What do the lines say from the one containing "Task: locate the black" to the end of the records? Restate them word for word, and only those.

PROVIDED MATERIAL -
┌────────
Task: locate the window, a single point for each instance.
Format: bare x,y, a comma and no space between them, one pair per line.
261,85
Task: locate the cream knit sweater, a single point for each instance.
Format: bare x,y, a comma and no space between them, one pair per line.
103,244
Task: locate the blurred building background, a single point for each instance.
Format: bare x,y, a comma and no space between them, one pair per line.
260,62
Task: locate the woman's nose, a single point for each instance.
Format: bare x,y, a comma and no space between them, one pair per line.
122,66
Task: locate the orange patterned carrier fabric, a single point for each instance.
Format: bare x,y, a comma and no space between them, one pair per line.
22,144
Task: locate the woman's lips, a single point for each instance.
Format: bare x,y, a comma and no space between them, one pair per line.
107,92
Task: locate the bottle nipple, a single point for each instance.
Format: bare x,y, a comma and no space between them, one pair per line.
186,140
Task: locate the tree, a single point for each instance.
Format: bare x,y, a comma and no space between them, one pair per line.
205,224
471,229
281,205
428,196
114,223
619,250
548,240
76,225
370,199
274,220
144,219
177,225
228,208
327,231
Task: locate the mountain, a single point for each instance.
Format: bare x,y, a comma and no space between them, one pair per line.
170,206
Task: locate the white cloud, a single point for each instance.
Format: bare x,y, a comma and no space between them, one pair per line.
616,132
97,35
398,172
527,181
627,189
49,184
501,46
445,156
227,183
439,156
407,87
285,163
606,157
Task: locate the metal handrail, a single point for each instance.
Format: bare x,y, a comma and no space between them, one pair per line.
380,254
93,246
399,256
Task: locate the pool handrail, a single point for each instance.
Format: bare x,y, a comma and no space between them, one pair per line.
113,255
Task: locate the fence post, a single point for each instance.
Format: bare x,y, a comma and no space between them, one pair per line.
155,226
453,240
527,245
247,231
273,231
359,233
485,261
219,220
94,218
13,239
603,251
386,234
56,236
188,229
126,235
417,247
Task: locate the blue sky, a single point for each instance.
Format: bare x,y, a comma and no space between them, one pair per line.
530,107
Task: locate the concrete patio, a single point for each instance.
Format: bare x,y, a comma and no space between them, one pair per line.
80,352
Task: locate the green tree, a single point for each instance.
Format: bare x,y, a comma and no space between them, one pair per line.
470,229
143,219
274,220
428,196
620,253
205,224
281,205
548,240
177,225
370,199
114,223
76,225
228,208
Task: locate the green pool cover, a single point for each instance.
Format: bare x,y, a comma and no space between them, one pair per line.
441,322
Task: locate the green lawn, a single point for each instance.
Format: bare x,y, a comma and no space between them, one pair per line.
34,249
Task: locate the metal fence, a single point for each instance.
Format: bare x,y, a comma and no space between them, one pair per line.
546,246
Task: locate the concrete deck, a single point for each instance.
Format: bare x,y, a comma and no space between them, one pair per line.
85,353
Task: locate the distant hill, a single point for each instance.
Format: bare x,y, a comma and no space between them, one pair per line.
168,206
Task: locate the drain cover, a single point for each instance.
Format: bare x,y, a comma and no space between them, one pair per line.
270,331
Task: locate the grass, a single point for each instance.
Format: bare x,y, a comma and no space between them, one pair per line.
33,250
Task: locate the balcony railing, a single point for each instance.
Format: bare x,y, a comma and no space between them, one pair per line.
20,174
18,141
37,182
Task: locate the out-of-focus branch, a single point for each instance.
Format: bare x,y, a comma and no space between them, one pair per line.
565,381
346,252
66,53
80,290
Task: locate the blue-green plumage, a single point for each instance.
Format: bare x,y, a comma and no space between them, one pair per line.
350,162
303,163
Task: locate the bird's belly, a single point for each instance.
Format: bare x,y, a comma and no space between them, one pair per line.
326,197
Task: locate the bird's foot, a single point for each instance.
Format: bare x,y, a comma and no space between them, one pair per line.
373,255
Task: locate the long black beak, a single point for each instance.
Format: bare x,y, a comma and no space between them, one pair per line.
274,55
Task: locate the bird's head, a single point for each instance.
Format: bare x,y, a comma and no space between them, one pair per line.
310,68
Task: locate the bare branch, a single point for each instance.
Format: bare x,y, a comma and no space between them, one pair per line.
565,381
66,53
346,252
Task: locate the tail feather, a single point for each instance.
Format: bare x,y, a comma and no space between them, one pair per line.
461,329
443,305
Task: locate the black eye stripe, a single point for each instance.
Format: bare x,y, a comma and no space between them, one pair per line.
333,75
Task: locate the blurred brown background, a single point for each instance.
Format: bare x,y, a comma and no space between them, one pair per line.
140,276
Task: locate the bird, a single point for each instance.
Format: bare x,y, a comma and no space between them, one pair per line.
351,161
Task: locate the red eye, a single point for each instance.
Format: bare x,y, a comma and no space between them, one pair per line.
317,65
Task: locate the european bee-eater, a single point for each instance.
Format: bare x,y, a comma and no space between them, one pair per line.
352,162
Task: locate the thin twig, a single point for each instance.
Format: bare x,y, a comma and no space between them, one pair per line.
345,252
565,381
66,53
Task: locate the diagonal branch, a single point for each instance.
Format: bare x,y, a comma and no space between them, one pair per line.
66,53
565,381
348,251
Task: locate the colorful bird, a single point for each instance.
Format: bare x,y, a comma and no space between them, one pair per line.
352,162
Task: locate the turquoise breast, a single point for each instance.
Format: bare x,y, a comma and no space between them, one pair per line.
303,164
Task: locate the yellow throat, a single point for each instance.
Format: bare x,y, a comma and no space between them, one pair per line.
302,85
└────────
CORRECT ANSWER -
Task: locate the black eye stripe, a single point for each instance.
Format: bare x,y, a comma and no space between them, one pair per line.
333,75
Task: locate the blurred brown background, a single point for each instance.
Format: bare x,y, a comma and no space between them, one pair per line.
140,276
Task: locate the bird, a single point for each instance.
Format: bare x,y, a comma and no space between them, one pair per line.
351,161
Task: locate the red eye, a single point for each instance.
Format: bare x,y, a comma and no space between them, one pair per line.
317,65
Task: locate the european bee-eater, a single point for each instance.
Format: bare x,y, a comma and no space between them, one pair per line.
352,162
Task: locate the thin twig, a single point for each instance.
Format: bare x,y, a comma and no space between them, one pair per line.
345,252
565,381
66,53
Task: locate the diagonal branch, a single point for each instance.
Format: bare x,y, a comma and no space between them, one pair per line.
66,53
565,381
348,251
Task: locate the colorful bird, a single point for each instance.
Format: bare x,y, a comma and no space between them, one pair per line.
352,162
Task: locate the turquoise breast, a single point for each instance.
Format: bare x,y, a comma and no space between them, one pair per line.
303,164
Task: locate the yellow throat, a single point for each instance.
Format: bare x,y, a comma and no space between them, one pair per line.
302,85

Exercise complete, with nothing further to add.